▶ [Dataset entries]
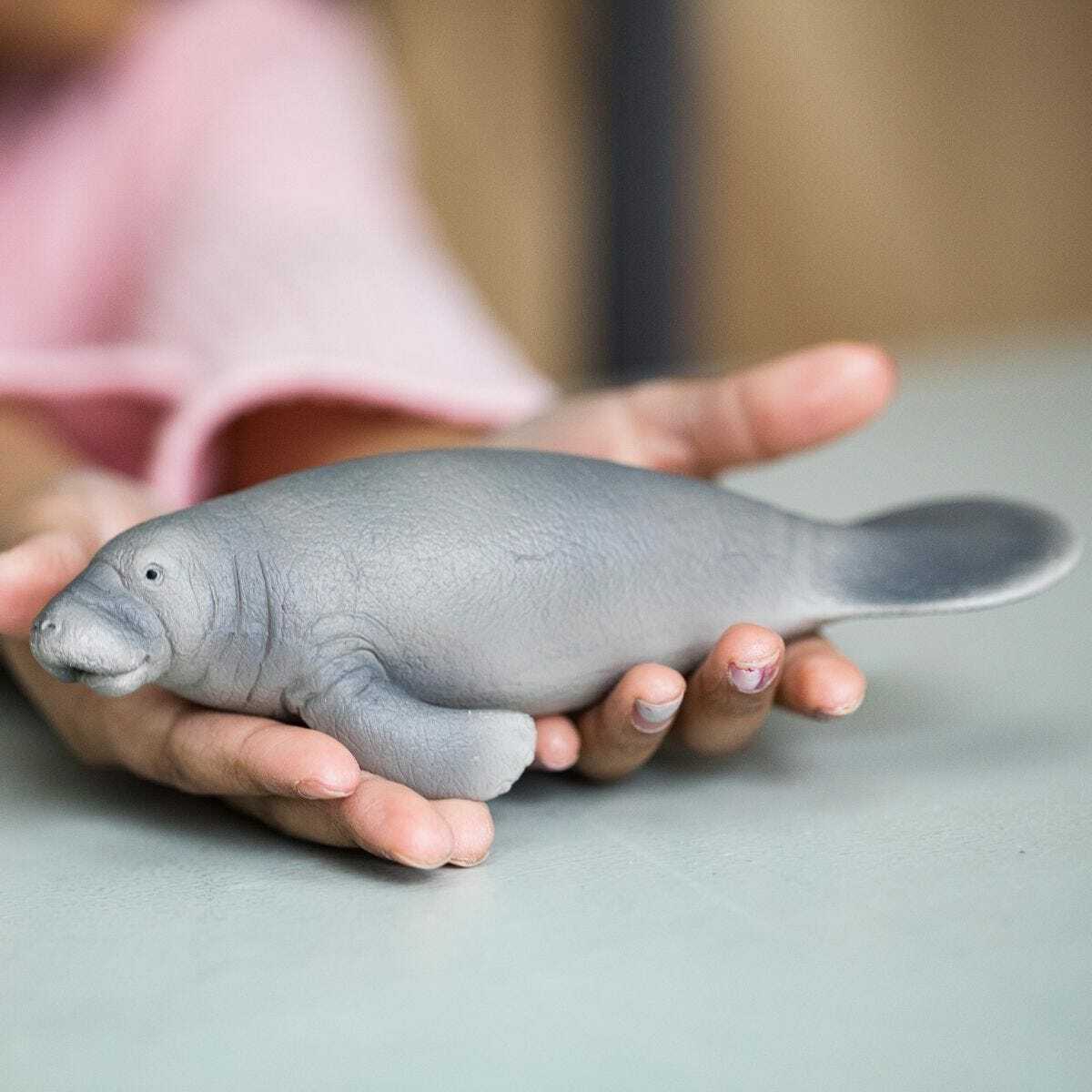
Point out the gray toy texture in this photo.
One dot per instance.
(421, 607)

--

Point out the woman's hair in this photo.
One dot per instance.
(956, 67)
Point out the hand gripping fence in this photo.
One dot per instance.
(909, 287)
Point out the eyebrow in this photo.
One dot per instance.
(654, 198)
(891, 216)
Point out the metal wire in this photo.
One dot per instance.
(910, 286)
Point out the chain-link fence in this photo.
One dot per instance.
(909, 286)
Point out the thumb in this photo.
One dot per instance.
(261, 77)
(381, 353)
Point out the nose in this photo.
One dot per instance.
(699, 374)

▶ [Instruction] Please pick out every line of the data above that contains the string "fence" and copy each one. Case counts.

▶ [The reply]
Point out the hand gripping fence in this photo.
Point out the chain-link fence in this photo.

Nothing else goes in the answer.